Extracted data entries
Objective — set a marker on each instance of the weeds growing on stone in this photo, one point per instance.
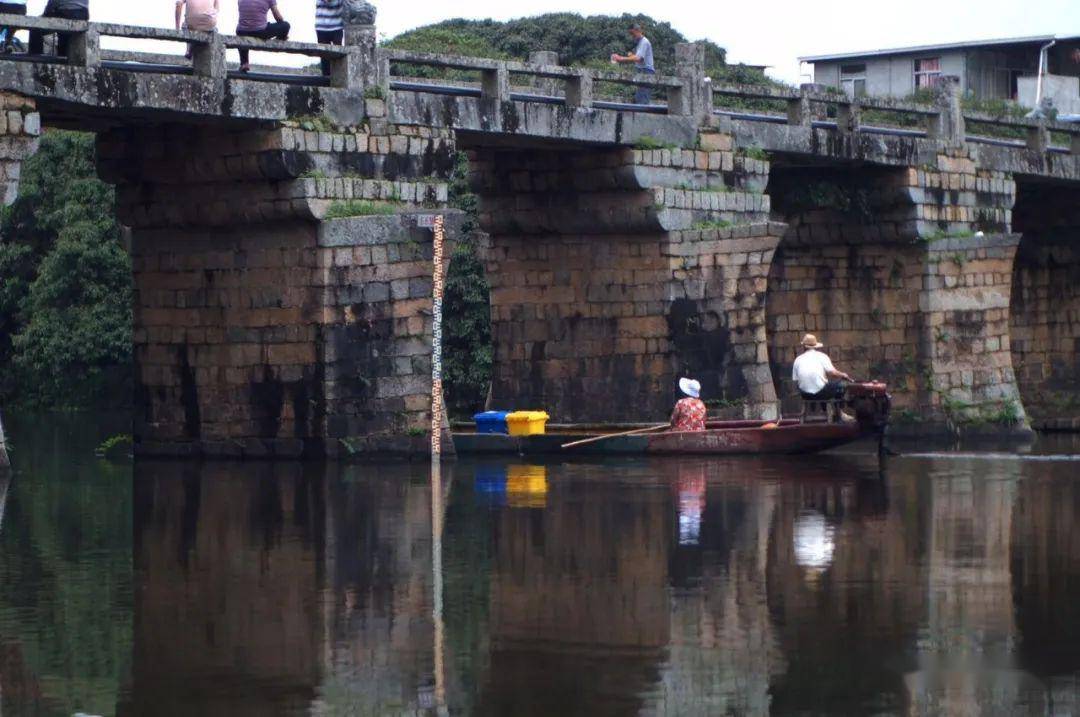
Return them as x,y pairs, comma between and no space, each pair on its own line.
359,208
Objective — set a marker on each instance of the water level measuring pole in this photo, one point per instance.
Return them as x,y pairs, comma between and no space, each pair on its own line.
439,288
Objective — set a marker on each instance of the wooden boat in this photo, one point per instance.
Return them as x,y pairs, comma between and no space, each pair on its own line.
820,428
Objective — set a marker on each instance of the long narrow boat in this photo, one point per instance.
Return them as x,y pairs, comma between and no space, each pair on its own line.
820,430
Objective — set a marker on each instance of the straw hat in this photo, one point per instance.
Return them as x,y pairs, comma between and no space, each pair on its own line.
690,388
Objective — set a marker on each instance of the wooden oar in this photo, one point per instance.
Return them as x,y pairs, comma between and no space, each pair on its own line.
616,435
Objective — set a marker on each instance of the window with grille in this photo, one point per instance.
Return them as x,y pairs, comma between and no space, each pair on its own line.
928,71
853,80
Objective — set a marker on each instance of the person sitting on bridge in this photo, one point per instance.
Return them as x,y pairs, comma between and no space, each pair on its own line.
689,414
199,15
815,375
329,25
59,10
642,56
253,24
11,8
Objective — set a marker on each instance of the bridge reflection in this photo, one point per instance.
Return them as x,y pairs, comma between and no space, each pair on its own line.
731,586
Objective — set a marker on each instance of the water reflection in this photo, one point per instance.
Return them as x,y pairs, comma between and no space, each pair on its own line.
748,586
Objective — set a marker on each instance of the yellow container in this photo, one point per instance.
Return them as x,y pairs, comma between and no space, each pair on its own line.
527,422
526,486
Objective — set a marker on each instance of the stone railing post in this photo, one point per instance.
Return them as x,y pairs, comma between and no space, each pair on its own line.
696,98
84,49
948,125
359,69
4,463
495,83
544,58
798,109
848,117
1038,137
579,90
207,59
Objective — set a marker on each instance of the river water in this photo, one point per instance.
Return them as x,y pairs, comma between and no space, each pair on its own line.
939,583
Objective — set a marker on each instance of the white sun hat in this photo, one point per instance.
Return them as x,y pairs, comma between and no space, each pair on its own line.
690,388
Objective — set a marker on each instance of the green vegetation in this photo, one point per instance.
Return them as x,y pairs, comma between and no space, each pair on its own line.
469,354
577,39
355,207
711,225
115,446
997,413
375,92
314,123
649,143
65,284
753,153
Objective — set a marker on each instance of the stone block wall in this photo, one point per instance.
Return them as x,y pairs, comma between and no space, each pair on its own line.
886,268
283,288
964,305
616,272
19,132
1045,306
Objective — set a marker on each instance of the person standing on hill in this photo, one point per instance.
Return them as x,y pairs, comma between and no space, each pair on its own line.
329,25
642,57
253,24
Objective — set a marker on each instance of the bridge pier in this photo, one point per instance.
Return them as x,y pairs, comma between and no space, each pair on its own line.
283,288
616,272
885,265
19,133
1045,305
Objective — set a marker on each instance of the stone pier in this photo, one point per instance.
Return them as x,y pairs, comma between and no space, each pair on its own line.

> **Directions for this task**:
Turn all the records above into a numbered list, one line per item, with blank lines skipped. Leave the pictures out.

> **Written solution**:
1. Objective — set a marker on each instance of the weeds growing on stone in this photo, one point per instance.
2. Return them as x,y pairs, comma between and no space, each pair on its own line.
3. 359,208
4. Objective — set a marker on each instance of the water level measuring pole in this photo, one point per instance.
5. Return them as x,y pairs, comma between and no space, each pair on its own line.
6. 439,288
7. Objective — set a marker on each instance of the wooden boat in this photo, one point per instance.
8. Return them as x,y pairs, comma between and no space, each pair on its own line.
9. 820,428
10. Objective — set a marker on each instance of the long narrow boat in this photo, one point per instance.
11. Return them as x,y pairs, comma between and no space, each pair on its own line.
12. 820,430
13. Objective — set a marker on each instance of the straw hat in this photo, one point per instance.
14. Return them as x,y pairs, comma between and no space, each pair on its own line.
15. 690,388
16. Objective — set a marker on each instance of the wooden oar in this photo, one point per instance.
17. Return them as x,y pairs, comma between and no space, each pair on its own line.
18. 616,435
19. Objective — set a marker on each instance of the window with grille in this photo, one point per instance.
20. Return them as x,y pairs, comma between and no space, each pair on its own line.
21. 928,71
22. 853,80
23. Objective — set a marker on each instance of the person sitting on bridge in this photo, one point per instance.
24. Return them as x,y pairs, comma between and no space, each pair on its own line.
25. 689,414
26. 199,15
27. 815,375
28. 329,25
29. 59,10
30. 642,56
31. 253,24
32. 11,8
33. Objective — set a marker on each instance of the bridge reflection in this photo, one point per instance.
34. Return them as x,y pairs, comma between and no space, each pair on its own line.
35. 731,586
36. Objective — set a marker on each instance of the water reflection in this photo, one point per instance.
37. Return them as x,y pairs, comma between and no space, each pair on its own line.
38. 748,586
39. Objective — set a marker on each instance of the yellow container in this photo, one point per instance.
40. Return them as x,y pairs, comma between and no space, each pair on its own line.
41. 527,422
42. 526,486
43. Objective — set a marker on each instance of the stone railing post in this photo, one point per instance.
44. Return them as x,y pairs, comma between and no space, each pair on its own line.
45. 696,98
46. 84,49
47. 948,125
48. 359,69
49. 4,463
50. 495,83
51. 544,58
52. 798,109
53. 848,117
54. 1038,137
55. 579,90
56. 207,59
57. Objective — set a marker on each instance of the river water in this photo, one point per instance.
58. Return them as x,y pairs, comma between and no space, each pair on its own line.
59. 939,583
60. Objective — set a marker on each instance of the white sun hat in this photo, one point per instance.
61. Return them as x,y pairs, comma between and no space, each pair on its own line.
62. 690,388
63. Objective — set a marker on each instance of the green vegetation in this photo, one point per instance.
64. Return them as x,y pairs, comma between and no space, each pair on its own line.
65. 469,354
66. 577,39
67. 355,207
68. 711,225
69. 115,446
70. 997,413
71. 375,92
72. 314,123
73. 649,143
74. 65,284
75. 753,153
76. Objective — set a marker on each instance of the stone block wall in this photo, one point per instance.
77. Return them as x,y pairs, comma between and no space, each pair on its own line.
78. 886,268
79. 283,288
80. 964,305
81. 616,272
82. 19,132
83. 1045,306
84. Objective — set a marker on each instance of the person standing on hill in this photo, one point per instance.
85. Return them as x,y pairs, comma between and no space, each pair on its own line.
86. 329,25
87. 642,57
88. 253,24
89. Objective — set a marker on each instance of the bridge pier in this photo, one point per instance.
90. Return them as x,y pairs, comma between and no space, each pair on its own line.
91. 283,288
92. 616,272
93. 885,265
94. 19,133
95. 1045,305
96. Objective — set a marker on each instance of the stone pier in this photo, one point per instance.
97. Return them as x,y pairs, comma between and no space, each pair on its own line.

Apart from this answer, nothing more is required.